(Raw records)
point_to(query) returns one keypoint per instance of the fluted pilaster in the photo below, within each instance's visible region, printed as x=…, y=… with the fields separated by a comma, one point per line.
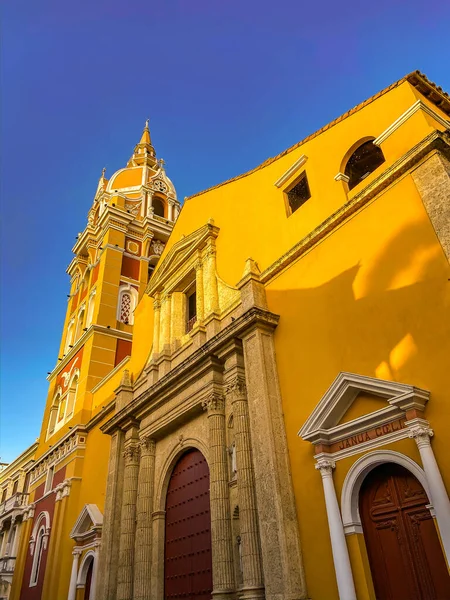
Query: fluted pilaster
x=222, y=545
x=144, y=533
x=253, y=581
x=128, y=523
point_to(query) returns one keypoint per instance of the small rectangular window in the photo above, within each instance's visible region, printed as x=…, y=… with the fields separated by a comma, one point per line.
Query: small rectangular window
x=298, y=194
x=191, y=306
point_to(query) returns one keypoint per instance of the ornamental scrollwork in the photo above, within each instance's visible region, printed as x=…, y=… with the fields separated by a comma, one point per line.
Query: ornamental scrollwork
x=147, y=444
x=214, y=403
x=131, y=454
x=236, y=388
x=325, y=466
x=421, y=434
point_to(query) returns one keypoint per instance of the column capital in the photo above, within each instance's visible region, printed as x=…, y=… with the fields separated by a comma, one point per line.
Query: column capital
x=147, y=445
x=214, y=403
x=131, y=454
x=236, y=388
x=325, y=466
x=421, y=433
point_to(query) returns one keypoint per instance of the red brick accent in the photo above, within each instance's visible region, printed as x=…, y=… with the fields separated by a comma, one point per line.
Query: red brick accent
x=44, y=504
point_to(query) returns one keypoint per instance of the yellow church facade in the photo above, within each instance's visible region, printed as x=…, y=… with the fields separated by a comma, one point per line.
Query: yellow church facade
x=251, y=395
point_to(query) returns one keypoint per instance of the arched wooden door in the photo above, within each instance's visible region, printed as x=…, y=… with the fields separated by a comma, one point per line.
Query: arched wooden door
x=404, y=551
x=187, y=556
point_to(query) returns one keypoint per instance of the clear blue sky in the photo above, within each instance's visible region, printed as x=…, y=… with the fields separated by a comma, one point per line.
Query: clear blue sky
x=225, y=84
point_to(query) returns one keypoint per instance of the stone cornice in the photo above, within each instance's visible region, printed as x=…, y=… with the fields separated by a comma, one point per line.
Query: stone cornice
x=254, y=317
x=117, y=333
x=436, y=140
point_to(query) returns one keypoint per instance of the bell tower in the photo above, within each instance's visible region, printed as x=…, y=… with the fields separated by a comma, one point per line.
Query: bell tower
x=129, y=222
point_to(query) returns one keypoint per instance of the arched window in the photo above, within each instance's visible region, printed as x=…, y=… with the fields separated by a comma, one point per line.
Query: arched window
x=71, y=396
x=158, y=207
x=90, y=312
x=80, y=323
x=364, y=160
x=38, y=543
x=69, y=336
x=37, y=557
x=128, y=298
x=54, y=413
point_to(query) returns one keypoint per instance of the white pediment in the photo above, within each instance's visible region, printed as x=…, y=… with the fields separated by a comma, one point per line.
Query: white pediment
x=324, y=426
x=89, y=520
x=180, y=253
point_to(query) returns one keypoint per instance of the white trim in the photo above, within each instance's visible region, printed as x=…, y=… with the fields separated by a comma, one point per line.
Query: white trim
x=292, y=169
x=418, y=105
x=356, y=475
x=322, y=426
x=389, y=438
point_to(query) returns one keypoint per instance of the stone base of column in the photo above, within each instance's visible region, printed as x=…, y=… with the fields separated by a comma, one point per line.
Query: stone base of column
x=251, y=593
x=223, y=595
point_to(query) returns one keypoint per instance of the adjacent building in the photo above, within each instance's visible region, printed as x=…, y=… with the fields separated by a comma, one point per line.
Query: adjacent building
x=14, y=509
x=251, y=398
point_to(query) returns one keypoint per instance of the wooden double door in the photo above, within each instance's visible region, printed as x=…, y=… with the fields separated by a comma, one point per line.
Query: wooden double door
x=405, y=554
x=188, y=559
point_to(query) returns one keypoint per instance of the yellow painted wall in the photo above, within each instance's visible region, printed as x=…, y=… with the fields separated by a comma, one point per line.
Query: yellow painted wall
x=372, y=298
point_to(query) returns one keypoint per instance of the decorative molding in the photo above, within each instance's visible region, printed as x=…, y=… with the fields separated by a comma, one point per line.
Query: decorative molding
x=418, y=105
x=420, y=431
x=322, y=426
x=325, y=466
x=342, y=177
x=63, y=489
x=147, y=444
x=214, y=403
x=292, y=169
x=131, y=454
x=236, y=389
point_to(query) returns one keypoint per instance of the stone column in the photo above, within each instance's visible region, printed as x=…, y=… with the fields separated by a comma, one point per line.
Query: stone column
x=128, y=521
x=144, y=522
x=211, y=295
x=250, y=550
x=421, y=433
x=199, y=290
x=74, y=575
x=165, y=323
x=156, y=324
x=221, y=535
x=341, y=558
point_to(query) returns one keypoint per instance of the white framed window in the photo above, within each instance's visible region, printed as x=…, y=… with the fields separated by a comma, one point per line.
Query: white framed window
x=80, y=320
x=90, y=309
x=69, y=336
x=37, y=556
x=54, y=410
x=127, y=302
x=38, y=543
x=49, y=480
x=71, y=395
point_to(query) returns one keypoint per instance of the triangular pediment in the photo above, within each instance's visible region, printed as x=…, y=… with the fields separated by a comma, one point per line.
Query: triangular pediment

**Set problem:** Only the lines from the one that contains "the stone column" to the end of the entries above should be given again, exactly and in full.

**Exercise response:**
point_to(query) returns one keypoint per instance of the stone column in the photo above, within each instance's visible region, printed as x=…, y=… with the fields separated by a comma, one point per line.
Query: stone column
x=128, y=521
x=144, y=522
x=211, y=295
x=250, y=550
x=421, y=433
x=199, y=290
x=74, y=575
x=165, y=323
x=156, y=324
x=221, y=535
x=341, y=558
point_to(query) returns one keypoint per instance of the white framed window in the photo above, within each instance's visible region, printed as x=…, y=… with the fields separated by a comma, one point per line.
Query: white framed window
x=80, y=320
x=90, y=309
x=69, y=336
x=37, y=556
x=54, y=410
x=127, y=302
x=38, y=543
x=49, y=480
x=71, y=395
point_to(query) returns one keypoint per instance of the triangular pediment in the photo above, within each instance's visible region, printed as x=…, y=… with the fields separated by a comma, one point per line.
Query: triangular pediment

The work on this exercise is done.